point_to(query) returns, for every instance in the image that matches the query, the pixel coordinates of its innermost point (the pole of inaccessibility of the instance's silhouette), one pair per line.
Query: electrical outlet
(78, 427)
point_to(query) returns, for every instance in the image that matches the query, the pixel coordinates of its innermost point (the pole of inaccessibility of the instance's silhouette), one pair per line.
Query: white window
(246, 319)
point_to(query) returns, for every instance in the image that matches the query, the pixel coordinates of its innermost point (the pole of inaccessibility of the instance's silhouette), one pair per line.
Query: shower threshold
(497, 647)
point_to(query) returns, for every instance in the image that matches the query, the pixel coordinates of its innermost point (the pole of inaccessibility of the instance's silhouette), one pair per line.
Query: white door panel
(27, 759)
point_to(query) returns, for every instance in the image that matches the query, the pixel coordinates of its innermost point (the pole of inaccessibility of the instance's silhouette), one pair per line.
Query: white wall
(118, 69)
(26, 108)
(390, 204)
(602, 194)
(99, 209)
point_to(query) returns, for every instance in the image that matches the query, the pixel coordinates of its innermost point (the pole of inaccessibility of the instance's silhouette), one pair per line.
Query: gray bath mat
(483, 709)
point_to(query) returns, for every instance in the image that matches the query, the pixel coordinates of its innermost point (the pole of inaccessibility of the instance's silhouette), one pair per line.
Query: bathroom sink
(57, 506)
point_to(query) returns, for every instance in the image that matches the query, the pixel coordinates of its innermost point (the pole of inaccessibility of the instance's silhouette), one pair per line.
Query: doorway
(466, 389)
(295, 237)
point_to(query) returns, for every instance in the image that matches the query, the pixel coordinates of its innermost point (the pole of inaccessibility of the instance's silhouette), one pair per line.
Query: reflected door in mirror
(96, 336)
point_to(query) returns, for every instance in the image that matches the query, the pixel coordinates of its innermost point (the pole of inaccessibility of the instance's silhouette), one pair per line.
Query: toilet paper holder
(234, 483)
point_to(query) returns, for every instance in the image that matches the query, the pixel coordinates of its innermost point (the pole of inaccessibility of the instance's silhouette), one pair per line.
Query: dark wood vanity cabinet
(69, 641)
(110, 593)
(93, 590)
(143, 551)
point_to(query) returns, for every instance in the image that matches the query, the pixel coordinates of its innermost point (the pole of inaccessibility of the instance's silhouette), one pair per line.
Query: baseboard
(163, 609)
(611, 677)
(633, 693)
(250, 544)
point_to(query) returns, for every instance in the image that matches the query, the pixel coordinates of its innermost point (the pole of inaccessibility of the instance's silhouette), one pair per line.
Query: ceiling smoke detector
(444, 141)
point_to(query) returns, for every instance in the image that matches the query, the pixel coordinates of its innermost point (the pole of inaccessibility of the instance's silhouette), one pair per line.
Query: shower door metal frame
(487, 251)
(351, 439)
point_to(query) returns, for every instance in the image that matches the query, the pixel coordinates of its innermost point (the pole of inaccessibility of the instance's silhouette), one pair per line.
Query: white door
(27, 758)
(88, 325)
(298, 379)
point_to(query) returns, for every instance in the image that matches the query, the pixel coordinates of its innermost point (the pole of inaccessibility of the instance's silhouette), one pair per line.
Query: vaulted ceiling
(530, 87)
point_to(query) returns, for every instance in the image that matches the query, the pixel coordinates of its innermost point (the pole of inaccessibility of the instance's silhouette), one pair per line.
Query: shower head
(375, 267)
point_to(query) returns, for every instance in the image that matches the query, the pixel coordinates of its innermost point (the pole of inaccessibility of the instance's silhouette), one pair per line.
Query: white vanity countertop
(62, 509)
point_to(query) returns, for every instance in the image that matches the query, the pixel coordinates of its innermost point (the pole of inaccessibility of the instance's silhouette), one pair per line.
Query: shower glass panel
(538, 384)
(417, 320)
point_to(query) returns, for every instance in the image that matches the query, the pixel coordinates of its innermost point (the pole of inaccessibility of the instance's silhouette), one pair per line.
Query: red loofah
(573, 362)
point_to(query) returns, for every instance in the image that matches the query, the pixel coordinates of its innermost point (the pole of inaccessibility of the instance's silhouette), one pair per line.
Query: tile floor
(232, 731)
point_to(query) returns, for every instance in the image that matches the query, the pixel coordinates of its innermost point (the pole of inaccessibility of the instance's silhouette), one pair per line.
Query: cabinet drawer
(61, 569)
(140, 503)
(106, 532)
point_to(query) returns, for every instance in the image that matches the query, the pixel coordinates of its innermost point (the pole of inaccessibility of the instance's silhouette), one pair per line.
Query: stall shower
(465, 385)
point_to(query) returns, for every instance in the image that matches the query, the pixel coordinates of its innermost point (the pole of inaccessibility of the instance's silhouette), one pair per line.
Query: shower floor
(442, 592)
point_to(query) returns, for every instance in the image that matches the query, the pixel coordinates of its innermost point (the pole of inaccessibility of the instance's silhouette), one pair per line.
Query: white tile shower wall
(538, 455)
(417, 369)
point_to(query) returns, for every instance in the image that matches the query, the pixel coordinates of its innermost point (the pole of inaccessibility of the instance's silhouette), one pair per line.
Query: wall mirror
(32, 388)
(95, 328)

=======

**Short problem**
Write out the material from the first line to the last, exactly.

**Solution to this problem**
point_to(query) returns, for every instance in the image that matches the query, the pixel coordinates of its innermost point (the pole of inaccessibility of the instance's silhouette), one pair per line.
Query: electrical outlet
(78, 427)
point_to(query) returns, for every instance in the image that matches the query, the pixel coordinates of its innermost point (the pole of inaccessibility of the instance's silhouette), one pair per line.
Query: white window
(246, 319)
point_to(query) returns, for every instance in the image that matches the query, the pixel coordinates of its innermost point (the pole of inaccessibility of the instance's silhouette), one pair per line.
Query: shower threshold
(497, 647)
point_to(query) returns, for every instance in the image that matches the query, the pixel coordinates of its innermost point (the pole of inaccessibility of the instance's silhouette), one pair per line.
Query: white door panel
(27, 759)
point_to(query) returns, for every instance in the image that matches the query, the pixel coordinates of its innermost point (the pole of inaccessibility of the instance's silhouette), one pair per line.
Query: white wall
(118, 69)
(26, 108)
(390, 204)
(602, 194)
(99, 209)
point_to(query) returns, for every instance in the image that matches the query, the pixel coordinates of its innermost point (the pole of inaccessibility of the instance's silhouette), one pair per line.
Query: gray bath mat
(483, 709)
point_to(query) returns, for every instance in the image that matches the query, the pixel coordinates of its innermost point (the pole of inaccessibility of the instance's silhouette), one pair per line.
Query: bathroom sink
(57, 506)
point_to(query) returns, for every instance in the image that matches the query, the pixel coordinates of its innermost point (the pole of inaccessibility of the instance's silhouette), one pair per line.
Query: doorway
(466, 389)
(295, 237)
point_to(query) returns, for every instance in the image that matches the query, the pixel coordinates of its innermost point (the pole of inaccessibility of the instance's silhouette), one pair per line.
Query: reflected door in mirror
(96, 336)
point_to(query) returns, for every instance in the image that matches the query, the pixel coordinates of its innermost point (the pole of inaccessibility of the instance's silhouette), one pair per line.
Query: toilet paper holder
(234, 483)
point_to(query) returns, for every instance in the image that matches the query, the pixel coordinates of its innermost point (the pole of inaccessibility of the instance's silhouette), one pair per line.
Query: dark wood vanity cabinet
(69, 641)
(110, 593)
(93, 590)
(143, 551)
point_to(query) returns, for every instance in the image that matches the query, the pixel coordinates of its innermost point (the pole of inaccessibility of the instance's silhouette), one pair per line.
Query: baseboard
(163, 609)
(611, 677)
(633, 693)
(250, 544)
point_to(query) returns, for every instance in the image that matches the query, the pixel coordinates of its innermost point (the pole of inaccessibility of the instance's silhouette), one pair per line.
Query: ceiling smoke detector
(444, 141)
point_to(query) returns, for every instance in the image that matches the query, the pixel coordinates of its innermost point (the pole of inaccessibility of the instance's silhouette), one pair per line.
Query: shower door metal frame
(487, 251)
(351, 439)
point_to(query) returns, for every instance in the image that matches the query, the pixel coordinates of its innermost point (the pole of inaccessibility of the instance's silhouette), one pair per line.
Query: white door
(27, 758)
(88, 325)
(298, 379)
point_to(query) returns, for every instance in the image that matches the query, the pixel coordinates of its innermost point (the pole of inaccessibility of the instance's silhouette), one pair per line.
Query: vaulted ceiling
(530, 87)
point_to(query) returns, for every instance in the image that matches the query, the pixel coordinates of its innermost point (the pole of inaccessibility of the instance's silhouette), one pair per line.
Query: shower head
(375, 267)
point_to(query) returns, for every instance in the image that matches the query, the pixel coordinates of its innermost point (the pole of inaccessibility of the instance's silhouette), one pair per line.
Query: white vanity countertop
(62, 509)
point_to(query) returns, for every instance in the image that matches the query, the pixel coordinates of its innermost point (the pole of inaccessibility of the instance's silhouette), one pair per line.
Query: shower glass panel
(538, 384)
(417, 320)
point_to(query) returns, for every instance in the image that matches the query, the pixel coordinates of its innermost point (the pole of inaccessibility of the instance's silhouette), one pair per line.
Query: red loofah
(573, 362)
point_to(query) returns, for every instance in the image that matches the query, the pixel coordinates of its innermost point (the pole of inaccessibility of the instance's silhouette), one pair per line.
Query: tile floor
(232, 731)
point_to(query) returns, for every instance in the image that matches the query, the pixel coordinates of its innermost point (the pole of inaccessibility of the instance's silhouette), one pair per line.
Query: cabinet drawer
(61, 569)
(140, 503)
(106, 532)
point_to(query) returns, for every instance in the image that matches the query, the pixel coordinates of its innermost point (the pole of inaccessibility of the instance's silhouette), one pair per line.
Query: stall shower
(465, 385)
point_to(query) returns, for every instance in the image that matches the query, the pixel coordinates of its innermost point (the pole of inaccessibility of the instance's silhouette), one pair per line.
Query: shower floor
(442, 592)
point_to(query) returns, for every instance in the image that matches the query, the pixel coordinates of its innermost point (the pole of inaccessibility of the instance's silhouette), one pair per line.
Query: white tile shower wall
(538, 455)
(417, 369)
point_to(query) returns, for every instance in the image that matches the query, the pixel coordinates of its innermost point (the pole of inaccessibility of the instance's silhouette), one pair per line.
Query: wall mirror
(32, 388)
(95, 328)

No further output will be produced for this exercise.